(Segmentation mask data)
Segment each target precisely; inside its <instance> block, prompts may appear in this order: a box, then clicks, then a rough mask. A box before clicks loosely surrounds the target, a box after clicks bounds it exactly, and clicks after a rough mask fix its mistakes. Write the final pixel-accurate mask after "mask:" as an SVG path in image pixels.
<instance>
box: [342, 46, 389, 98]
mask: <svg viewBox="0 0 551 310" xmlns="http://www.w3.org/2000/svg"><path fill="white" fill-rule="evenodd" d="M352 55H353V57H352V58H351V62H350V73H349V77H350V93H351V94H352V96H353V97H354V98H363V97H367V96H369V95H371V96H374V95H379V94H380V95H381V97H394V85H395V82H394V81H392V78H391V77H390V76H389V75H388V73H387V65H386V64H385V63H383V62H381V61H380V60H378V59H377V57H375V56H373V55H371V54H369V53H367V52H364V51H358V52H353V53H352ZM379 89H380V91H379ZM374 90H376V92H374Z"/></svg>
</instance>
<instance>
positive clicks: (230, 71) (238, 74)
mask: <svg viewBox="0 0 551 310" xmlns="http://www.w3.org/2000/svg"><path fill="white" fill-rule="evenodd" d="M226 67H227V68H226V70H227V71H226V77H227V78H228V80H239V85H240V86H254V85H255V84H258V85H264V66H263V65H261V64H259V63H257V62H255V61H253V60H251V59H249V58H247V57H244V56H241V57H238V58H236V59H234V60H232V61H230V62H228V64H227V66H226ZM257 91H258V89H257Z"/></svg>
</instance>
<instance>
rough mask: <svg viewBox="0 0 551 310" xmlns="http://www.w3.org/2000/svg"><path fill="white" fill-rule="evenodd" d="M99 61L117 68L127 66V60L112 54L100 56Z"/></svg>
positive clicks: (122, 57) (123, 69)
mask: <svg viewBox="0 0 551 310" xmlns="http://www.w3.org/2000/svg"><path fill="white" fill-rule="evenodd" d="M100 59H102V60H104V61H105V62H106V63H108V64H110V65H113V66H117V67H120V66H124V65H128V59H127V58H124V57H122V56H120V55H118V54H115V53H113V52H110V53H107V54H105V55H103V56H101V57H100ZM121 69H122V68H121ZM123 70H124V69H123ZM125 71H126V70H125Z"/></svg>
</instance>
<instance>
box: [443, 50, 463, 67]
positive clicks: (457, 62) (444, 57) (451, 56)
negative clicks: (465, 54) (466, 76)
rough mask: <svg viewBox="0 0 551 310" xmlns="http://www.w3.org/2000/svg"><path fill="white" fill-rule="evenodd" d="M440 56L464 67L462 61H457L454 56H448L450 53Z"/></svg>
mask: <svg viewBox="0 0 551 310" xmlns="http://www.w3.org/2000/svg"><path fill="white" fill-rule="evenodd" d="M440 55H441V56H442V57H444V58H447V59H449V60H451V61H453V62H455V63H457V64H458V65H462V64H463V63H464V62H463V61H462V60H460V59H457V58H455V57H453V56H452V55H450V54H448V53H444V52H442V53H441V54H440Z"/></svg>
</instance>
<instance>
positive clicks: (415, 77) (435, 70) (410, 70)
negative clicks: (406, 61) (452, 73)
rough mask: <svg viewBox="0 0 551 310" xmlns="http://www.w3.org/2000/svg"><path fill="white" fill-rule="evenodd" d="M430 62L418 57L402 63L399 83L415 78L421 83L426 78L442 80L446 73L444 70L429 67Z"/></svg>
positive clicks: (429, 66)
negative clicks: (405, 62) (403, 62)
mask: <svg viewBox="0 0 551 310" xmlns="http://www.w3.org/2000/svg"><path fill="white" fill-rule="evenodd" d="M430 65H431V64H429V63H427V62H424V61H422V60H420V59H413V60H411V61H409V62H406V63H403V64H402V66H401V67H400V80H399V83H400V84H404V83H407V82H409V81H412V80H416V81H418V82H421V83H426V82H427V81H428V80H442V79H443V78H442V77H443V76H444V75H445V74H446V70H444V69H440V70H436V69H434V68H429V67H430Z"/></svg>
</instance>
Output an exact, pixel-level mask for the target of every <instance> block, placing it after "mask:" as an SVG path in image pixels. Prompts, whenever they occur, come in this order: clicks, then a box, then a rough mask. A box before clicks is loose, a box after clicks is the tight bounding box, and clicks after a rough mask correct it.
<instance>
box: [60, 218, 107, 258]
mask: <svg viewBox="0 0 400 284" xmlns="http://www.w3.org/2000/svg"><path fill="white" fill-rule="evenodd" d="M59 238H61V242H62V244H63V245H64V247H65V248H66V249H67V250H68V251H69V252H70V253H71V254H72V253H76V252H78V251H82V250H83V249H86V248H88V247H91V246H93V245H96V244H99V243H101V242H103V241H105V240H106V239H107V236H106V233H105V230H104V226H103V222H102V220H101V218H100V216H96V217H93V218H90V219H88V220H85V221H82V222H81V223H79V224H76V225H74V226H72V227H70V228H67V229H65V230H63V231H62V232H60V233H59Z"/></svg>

▶ **WHAT IS EXPECTED**
Whenever a line in the records contains the word "after", copy that line.

▶ **TASK OUTPUT**
Segment each target precisely; inside its <instance> block, prompts may appear in this order: a box, then clicks, then a rough mask. A box before clicks loosely surrounds the target, a box after clicks bounds it exactly, and clicks after a rough mask fix its mistakes. Write the final pixel-accurate mask after "mask:" as an SVG path in image pixels.
Output an exact, pixel-level mask for the target of every <instance> block, placing it after "mask:" as an SVG path in image pixels. Prompts, whenever they occur, come in this order: clicks, then a box, then a rough mask. A box before clicks is loose, a box after clicks is the tight bounding box, and clicks after a rough mask correct it.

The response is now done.